## PASSAGE FOR REVIEW
○ ○ ○
Year Return (%) +1 year (%) +3 years (%) +5 years (%) +10 years (%) 10yr annualised (%)
1916 -32.5 -17.7 -36.7 -35.2 8.6 0.8
1917 -17.7 -7.5 -38.3 6.1 44.8 3.8
1919 -16.8 -19.7 38 65.4 98.7 7.1
1920 -19.7 27.4 90.5 106 188.1 11.2
1947 -19.9 -6.5 -17.1 -38.3 -50 -6.7
1951 -17.2 -10.2 2.3 -19.3 -31.7 -3.7
1955 -14.5 -7.7 -5.3 -12.4 -10.1 -1.1
1973 -16.6 -27.2 -20.5 -8.7 26.8 2.4
1974 -27.2 10.9 38.3 17.3 73.3 5.7
1994 -12.2 14.5 38.2 56 99.3 7.1

Real total returns from JST Macrohistory. February 2023. 

Quick aside part two. Last year’s -30.2% ranks at number two in the UK gilt all-time losses chart. But again 2022 is excluded due to crystal ball malfunction.

First thing to notice is that the UK’s worst one-year bond losses aren’t much more gentle than our grimmest stock market losses. (And they’d be nastier still if we threw 2022 into the mix.)

Partially that’s because the UK’s historical gilt benchmark was stuffed full of highly-volatile long bonds. Bond drops are gentler if you stick to shorter durations.
○ ○ ○
## PROBLEMS TO WORK ON
**1)** Can you edit the UK gilt losses passage, giving again the part that opens with the words containing "Quick aside part" and closes with "into the mix.)", with "stock market" changed to "equity market"?
**2)** Can you pick up the UK gilt losses passage after its last sentence and carry it on?

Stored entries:
○ ○ ○
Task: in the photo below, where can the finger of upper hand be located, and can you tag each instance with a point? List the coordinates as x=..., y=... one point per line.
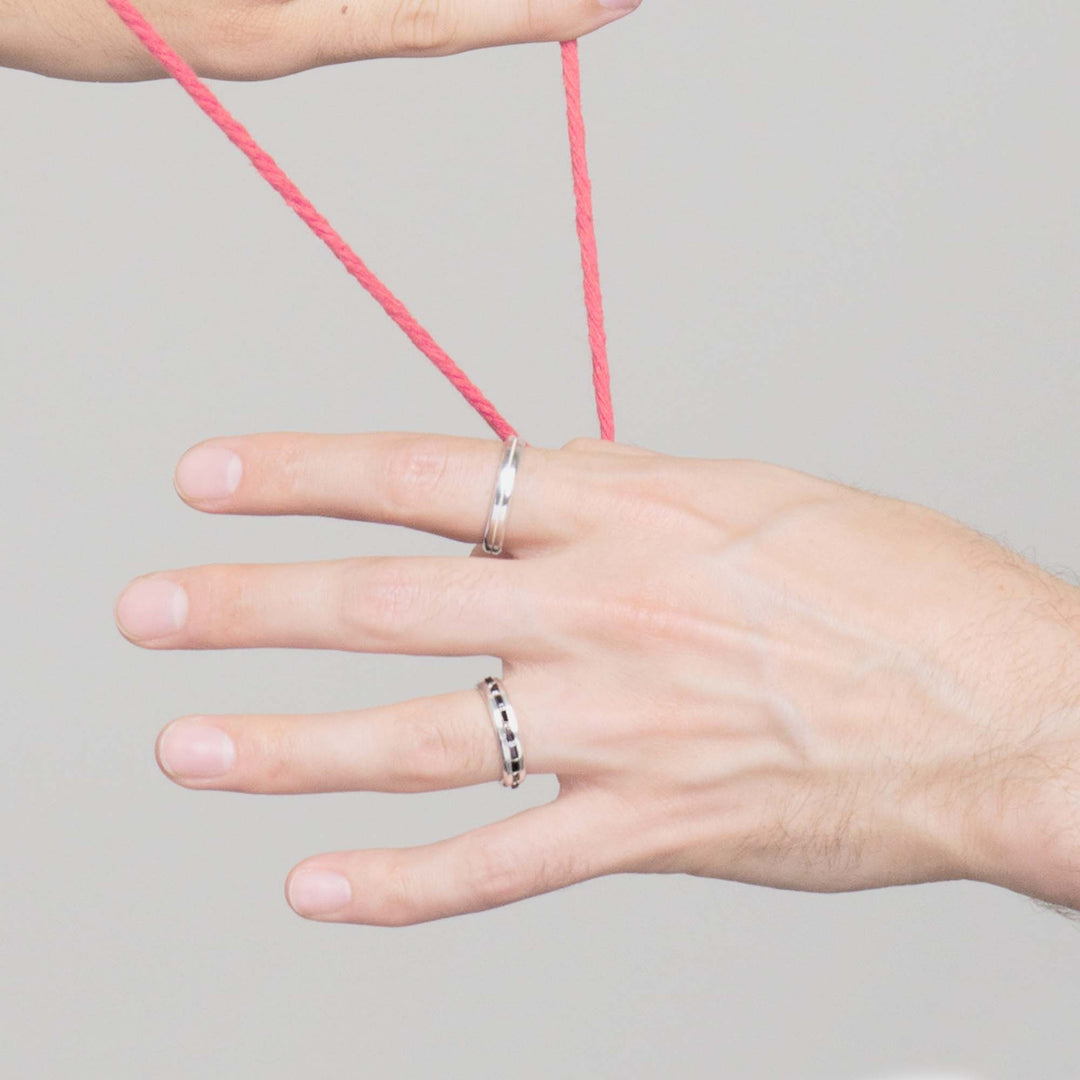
x=441, y=484
x=420, y=745
x=414, y=605
x=348, y=30
x=535, y=851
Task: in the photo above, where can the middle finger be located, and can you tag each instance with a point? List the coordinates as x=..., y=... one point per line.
x=420, y=605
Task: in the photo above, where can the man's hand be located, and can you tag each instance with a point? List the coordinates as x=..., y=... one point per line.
x=734, y=671
x=262, y=39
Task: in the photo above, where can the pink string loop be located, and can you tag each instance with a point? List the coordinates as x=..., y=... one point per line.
x=273, y=174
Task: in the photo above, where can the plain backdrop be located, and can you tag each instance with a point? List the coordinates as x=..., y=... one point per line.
x=836, y=235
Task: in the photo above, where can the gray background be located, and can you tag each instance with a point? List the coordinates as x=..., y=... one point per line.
x=841, y=237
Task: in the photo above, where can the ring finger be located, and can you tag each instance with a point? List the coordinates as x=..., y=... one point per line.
x=420, y=745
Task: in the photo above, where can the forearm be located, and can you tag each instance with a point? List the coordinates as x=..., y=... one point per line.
x=1026, y=820
x=75, y=39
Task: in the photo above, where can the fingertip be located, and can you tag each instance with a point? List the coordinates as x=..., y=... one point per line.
x=207, y=473
x=318, y=892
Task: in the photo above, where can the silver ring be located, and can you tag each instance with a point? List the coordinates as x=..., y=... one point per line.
x=505, y=728
x=496, y=530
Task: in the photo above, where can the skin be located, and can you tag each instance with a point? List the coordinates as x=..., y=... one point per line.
x=264, y=39
x=734, y=670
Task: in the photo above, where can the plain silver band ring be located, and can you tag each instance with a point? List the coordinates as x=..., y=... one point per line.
x=505, y=728
x=496, y=531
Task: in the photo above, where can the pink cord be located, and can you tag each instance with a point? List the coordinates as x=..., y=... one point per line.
x=586, y=239
x=239, y=135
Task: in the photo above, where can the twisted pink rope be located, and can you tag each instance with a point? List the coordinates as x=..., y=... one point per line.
x=273, y=174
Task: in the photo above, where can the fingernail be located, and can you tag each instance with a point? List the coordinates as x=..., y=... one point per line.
x=191, y=751
x=207, y=472
x=319, y=892
x=152, y=608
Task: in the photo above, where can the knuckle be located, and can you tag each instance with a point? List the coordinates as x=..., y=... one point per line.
x=442, y=750
x=380, y=598
x=286, y=464
x=498, y=874
x=230, y=594
x=413, y=469
x=422, y=26
x=397, y=904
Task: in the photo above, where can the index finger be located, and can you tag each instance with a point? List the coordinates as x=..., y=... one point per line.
x=441, y=484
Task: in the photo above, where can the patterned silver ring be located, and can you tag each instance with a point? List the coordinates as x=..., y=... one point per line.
x=495, y=534
x=505, y=728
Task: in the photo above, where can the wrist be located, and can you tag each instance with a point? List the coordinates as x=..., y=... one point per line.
x=1026, y=824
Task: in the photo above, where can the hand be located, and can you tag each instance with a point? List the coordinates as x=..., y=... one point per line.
x=734, y=671
x=262, y=39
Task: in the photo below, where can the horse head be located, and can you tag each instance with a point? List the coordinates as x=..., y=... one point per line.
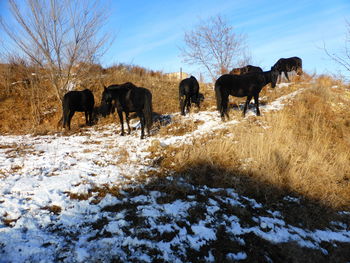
x=274, y=77
x=106, y=103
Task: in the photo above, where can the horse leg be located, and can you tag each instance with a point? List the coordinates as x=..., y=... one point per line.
x=86, y=118
x=90, y=113
x=143, y=122
x=256, y=100
x=182, y=105
x=65, y=118
x=188, y=103
x=223, y=110
x=70, y=116
x=286, y=74
x=246, y=104
x=120, y=114
x=127, y=121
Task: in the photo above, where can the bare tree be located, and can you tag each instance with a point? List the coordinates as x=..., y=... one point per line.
x=343, y=56
x=214, y=45
x=58, y=36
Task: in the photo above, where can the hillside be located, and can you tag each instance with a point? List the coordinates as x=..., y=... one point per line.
x=273, y=188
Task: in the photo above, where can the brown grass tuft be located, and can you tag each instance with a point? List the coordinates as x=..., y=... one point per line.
x=306, y=150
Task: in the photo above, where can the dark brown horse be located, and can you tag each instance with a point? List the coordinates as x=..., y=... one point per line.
x=81, y=101
x=247, y=85
x=128, y=98
x=189, y=93
x=245, y=70
x=285, y=65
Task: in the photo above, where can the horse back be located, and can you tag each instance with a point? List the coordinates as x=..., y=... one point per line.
x=241, y=85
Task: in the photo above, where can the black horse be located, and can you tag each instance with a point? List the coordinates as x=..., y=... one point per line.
x=245, y=70
x=189, y=93
x=128, y=98
x=247, y=85
x=286, y=65
x=81, y=101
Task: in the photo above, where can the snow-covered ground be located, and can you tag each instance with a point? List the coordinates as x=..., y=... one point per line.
x=44, y=217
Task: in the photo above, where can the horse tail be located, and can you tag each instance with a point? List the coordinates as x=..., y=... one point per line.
x=65, y=110
x=218, y=96
x=147, y=110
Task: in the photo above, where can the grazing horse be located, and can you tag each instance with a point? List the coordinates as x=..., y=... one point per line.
x=81, y=101
x=247, y=85
x=189, y=93
x=245, y=70
x=286, y=65
x=128, y=98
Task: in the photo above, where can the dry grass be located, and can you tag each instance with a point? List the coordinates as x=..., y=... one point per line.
x=306, y=150
x=34, y=108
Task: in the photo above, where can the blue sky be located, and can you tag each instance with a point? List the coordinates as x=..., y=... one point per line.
x=149, y=33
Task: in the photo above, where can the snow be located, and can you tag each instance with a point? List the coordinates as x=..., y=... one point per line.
x=39, y=173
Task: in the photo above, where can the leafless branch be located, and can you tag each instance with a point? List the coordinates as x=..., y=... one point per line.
x=58, y=35
x=214, y=45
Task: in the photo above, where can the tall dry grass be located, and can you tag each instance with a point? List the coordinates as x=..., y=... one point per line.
x=31, y=107
x=305, y=149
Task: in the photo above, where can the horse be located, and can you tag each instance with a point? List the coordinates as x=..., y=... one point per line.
x=245, y=70
x=80, y=101
x=189, y=93
x=247, y=85
x=286, y=65
x=128, y=98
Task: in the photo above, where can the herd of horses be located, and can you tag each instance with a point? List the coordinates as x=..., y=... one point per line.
x=247, y=82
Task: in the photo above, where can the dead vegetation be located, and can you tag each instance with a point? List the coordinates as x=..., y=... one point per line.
x=303, y=149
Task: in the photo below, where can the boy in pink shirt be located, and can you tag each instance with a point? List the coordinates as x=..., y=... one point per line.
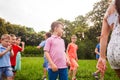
x=72, y=53
x=55, y=53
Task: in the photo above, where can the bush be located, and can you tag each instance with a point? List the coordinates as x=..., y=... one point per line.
x=32, y=51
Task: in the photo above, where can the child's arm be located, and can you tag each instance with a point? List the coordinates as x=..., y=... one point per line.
x=76, y=57
x=5, y=51
x=67, y=56
x=96, y=51
x=11, y=53
x=23, y=45
x=53, y=66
○ ○ ○
## SOLVED PROBLEMS
**1)**
Quick aside part two. Last year’s -30.2% ranks at number two in the UK gilt all-time losses chart. But again 2022 is excluded due to crystal ball malfunction.

First thing to notice is that the UK’s worst one-year bond losses aren’t much more gentle than our grimmest equity market losses. (And they’d be nastier still if we threw 2022 into the mix.)

**2)**
But much of the story hinges on inflation. In fact the only three positive years in the ‘+1 year’ column occurred because heightened inflation fears subsided, rather than escalated.

Roll the time-tape on three years, and the only middle-ground is the post-1951 nothing burger.

Every other path is either a double-digit return spectacular, or else it’s negative growth purgatory.

But it’s the five-year column that really shows how a bond bounce-back can be arduous.

Fully 50% of this sample still remains in the red at that point. Whereas we’d seen 70% of UK equities bounce back by the five-year post-crash mark.

What was that about slow and steady?

Remember, over the long-term we’re not expecting much more than 1% annualised real returns from government bonds.

Yet by the time a decade has elapsed, only one outcome from our sample of worst starting points has delivered anything like that.

Four of the following decennial returns are equity-hot. (That’s good!) Two are great, at least for bonds. But three would leave you ruing the day.

That latter trio of roads to nowhere (1947, 1951, 1955) were all caught in the middle of the UK’s biggest bond crash. Inflation kept slipping its leash and mauling the real returns from fixed income.

Hope for the best, but be ready for the worst

While none of this data is predictive of future outcomes, I think we can draw a few general lessons.

Firstly, the worst equity crashes are not predictive of more slaughter to come. The majority are a reset that auger better days ahead. Equities bounce back and usually sooner rather than later.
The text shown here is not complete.